It remains open whether a cumulative-EF1 allocation always exists. Interestingly, in some cases there exists a cumulative-EF1 allocation but no repetitive cumulative-EF1 allocation. For any n≥3, it is NP-hard to decide whether there exists a repetitive cumulative-EF1 allocation, even for T=2 rounds, by reduction from Multiway number partitioning.

=== Repeated allocation ===
In the more general repeated allocation setting, there can be more or fewer than n items each day, and every agent may receive any number of items each day.

Igarashi, Lackner, Nardi and Novaro study both overall fairness and per-round (local) fairness. They consider two settings: the number of rounds can be either fixed in advance, or variable (can be chosen by the algorithm). The prove that:

- When the number of rounds is fixed (T), if T is a multiple of n, then there is always a sequence that is overall envy-free (EF), and a sequence that is overall proportional and Pareto-efficient (PROP+PE). In contrast, if T is not a multiple of n, then there might not exist an overall-PROP sequence (this holds in particular for the one-shot division setting T=1). Moreover, for any T and any n>2, there might not exist an overall EF+PO sequence.
- For n=2 agents and any even T, there always exists a sequence which is overall EF+PO and per-day weak EF1.
- For n=2 agents and T=2 rounds, there always exists a sequence that is overall EF+PO and per-round EF1; and we can always find a sequence that is overall EF and per-round EF1. But for T>2, there may be no sequence that is overall EF+PO and per-round EF1.

* **ITEMS**:
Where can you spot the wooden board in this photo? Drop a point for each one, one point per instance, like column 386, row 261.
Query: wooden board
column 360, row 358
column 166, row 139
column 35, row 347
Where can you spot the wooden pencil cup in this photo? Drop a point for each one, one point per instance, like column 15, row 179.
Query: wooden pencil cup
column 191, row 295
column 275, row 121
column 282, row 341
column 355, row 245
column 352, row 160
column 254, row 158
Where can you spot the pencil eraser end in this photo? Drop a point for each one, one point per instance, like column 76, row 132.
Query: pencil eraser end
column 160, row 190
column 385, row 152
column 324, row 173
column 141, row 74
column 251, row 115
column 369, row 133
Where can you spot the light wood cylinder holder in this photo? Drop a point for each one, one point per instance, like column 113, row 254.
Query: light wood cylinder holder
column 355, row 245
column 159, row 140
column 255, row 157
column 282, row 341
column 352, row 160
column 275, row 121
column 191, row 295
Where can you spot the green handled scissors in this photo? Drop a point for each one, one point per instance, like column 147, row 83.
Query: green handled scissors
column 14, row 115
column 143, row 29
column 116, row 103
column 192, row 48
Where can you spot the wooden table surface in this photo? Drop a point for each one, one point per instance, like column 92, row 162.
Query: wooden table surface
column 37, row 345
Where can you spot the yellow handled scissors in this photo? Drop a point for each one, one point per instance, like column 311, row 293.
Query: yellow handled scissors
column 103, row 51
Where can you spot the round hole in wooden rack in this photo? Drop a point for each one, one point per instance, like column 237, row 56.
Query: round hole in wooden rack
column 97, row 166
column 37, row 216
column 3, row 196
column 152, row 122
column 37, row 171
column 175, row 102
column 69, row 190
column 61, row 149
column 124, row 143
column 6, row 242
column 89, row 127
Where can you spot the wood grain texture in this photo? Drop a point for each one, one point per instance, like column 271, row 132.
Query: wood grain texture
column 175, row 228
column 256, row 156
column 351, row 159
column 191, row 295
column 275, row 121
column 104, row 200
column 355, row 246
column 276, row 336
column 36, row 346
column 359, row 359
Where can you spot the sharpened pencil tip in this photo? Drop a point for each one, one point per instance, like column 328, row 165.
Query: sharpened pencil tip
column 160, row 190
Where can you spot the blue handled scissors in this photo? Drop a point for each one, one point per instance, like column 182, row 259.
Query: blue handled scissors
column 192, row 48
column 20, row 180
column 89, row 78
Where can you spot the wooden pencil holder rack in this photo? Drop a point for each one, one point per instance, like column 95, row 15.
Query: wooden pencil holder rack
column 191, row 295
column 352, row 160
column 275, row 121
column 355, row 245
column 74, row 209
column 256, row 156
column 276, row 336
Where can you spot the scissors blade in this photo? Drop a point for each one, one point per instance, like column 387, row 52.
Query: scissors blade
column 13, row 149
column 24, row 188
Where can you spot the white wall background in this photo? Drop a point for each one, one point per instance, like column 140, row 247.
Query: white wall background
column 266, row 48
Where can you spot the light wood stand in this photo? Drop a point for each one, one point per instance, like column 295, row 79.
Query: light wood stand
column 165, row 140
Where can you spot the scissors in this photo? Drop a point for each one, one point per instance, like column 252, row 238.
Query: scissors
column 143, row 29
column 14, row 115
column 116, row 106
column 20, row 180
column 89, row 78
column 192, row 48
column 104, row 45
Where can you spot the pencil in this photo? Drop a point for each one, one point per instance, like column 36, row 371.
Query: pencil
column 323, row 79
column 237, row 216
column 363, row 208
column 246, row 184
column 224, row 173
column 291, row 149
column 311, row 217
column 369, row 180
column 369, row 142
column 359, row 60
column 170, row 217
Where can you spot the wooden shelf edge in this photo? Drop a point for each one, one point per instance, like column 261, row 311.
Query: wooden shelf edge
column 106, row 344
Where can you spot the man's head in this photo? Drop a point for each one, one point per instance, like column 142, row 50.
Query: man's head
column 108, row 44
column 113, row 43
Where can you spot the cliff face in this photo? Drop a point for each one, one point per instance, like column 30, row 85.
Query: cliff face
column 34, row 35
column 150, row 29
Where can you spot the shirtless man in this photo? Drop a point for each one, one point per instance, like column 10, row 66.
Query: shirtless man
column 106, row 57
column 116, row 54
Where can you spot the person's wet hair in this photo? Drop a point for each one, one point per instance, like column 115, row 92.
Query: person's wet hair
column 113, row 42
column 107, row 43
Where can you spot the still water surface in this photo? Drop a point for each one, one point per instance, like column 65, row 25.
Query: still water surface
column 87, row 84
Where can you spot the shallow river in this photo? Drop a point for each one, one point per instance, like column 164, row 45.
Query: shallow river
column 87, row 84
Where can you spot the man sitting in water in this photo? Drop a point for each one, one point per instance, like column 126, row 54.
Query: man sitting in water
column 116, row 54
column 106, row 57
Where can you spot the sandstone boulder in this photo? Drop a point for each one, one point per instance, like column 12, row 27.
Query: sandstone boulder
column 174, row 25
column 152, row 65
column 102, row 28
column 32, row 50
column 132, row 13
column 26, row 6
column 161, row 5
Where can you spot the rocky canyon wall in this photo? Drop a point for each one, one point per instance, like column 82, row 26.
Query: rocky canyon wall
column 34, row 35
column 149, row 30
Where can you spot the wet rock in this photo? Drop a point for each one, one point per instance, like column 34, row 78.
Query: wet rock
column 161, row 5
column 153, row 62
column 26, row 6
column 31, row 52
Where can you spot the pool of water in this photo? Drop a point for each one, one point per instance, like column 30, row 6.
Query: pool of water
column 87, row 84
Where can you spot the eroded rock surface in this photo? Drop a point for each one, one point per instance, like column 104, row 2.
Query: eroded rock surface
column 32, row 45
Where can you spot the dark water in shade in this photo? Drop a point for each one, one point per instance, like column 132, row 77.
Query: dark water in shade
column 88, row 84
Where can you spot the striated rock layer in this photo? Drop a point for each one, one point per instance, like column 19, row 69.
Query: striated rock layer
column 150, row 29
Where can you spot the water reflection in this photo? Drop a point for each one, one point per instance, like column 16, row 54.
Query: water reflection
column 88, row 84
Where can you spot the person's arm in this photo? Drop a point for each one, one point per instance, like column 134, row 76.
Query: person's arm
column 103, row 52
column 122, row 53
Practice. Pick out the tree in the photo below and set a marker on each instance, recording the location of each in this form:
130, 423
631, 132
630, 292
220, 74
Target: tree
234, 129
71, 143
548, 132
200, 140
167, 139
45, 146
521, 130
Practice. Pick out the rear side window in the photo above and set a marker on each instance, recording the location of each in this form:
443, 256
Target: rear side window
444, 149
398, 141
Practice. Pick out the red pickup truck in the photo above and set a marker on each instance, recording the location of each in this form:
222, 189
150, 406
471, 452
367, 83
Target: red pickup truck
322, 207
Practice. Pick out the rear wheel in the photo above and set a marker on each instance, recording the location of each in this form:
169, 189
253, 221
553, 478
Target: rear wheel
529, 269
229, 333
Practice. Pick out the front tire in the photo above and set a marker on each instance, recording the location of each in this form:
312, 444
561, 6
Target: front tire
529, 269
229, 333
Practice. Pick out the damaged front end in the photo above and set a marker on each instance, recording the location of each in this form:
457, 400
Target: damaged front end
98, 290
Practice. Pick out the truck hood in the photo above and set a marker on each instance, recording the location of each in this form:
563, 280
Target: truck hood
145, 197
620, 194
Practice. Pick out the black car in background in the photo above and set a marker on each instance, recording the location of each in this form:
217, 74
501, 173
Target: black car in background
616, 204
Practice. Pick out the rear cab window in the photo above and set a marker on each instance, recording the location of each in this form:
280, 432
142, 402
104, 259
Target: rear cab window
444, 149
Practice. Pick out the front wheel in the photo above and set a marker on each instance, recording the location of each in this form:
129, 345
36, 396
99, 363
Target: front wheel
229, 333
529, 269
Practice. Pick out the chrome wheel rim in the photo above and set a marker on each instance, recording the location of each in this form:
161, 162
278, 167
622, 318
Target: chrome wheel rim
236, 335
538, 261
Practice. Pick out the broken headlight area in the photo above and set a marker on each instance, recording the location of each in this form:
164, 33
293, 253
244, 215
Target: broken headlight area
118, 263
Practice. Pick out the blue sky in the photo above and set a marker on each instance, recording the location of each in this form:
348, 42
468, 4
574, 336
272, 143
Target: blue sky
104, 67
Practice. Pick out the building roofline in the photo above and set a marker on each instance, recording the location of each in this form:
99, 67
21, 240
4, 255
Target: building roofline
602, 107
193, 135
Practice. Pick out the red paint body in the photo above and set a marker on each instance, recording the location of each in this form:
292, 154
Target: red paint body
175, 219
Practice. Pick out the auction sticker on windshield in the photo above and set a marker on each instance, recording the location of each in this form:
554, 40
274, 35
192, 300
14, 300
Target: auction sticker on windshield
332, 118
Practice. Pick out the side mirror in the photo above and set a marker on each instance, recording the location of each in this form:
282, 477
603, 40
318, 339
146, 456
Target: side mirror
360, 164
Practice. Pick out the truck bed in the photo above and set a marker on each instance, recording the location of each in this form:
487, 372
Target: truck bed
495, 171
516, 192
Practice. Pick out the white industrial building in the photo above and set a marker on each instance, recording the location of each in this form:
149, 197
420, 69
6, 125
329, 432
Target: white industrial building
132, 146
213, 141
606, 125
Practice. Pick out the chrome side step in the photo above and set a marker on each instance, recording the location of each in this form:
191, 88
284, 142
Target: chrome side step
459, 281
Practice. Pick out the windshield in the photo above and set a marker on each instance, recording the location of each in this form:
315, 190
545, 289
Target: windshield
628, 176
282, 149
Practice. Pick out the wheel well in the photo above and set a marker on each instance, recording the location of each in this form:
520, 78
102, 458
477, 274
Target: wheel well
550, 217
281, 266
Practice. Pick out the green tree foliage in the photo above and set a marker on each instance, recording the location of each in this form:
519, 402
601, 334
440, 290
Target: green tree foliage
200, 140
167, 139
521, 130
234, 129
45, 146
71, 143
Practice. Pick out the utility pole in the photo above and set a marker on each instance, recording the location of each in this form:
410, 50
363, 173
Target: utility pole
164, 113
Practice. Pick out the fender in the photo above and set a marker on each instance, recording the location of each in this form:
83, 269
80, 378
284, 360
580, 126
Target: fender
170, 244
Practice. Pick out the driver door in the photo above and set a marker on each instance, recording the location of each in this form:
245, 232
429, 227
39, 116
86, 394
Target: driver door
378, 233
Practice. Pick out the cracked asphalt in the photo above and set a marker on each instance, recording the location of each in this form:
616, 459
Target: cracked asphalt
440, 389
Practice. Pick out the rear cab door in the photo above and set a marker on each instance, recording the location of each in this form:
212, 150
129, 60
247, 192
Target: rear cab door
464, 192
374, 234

* **PROBLEM TO SOLVE**:
Name every researcher the text on repeated fair allocation credits with studying overall and per-round fairness.

* **EXERCISE RESULT**:
Igarashi, Lackner, Nardi, Novaro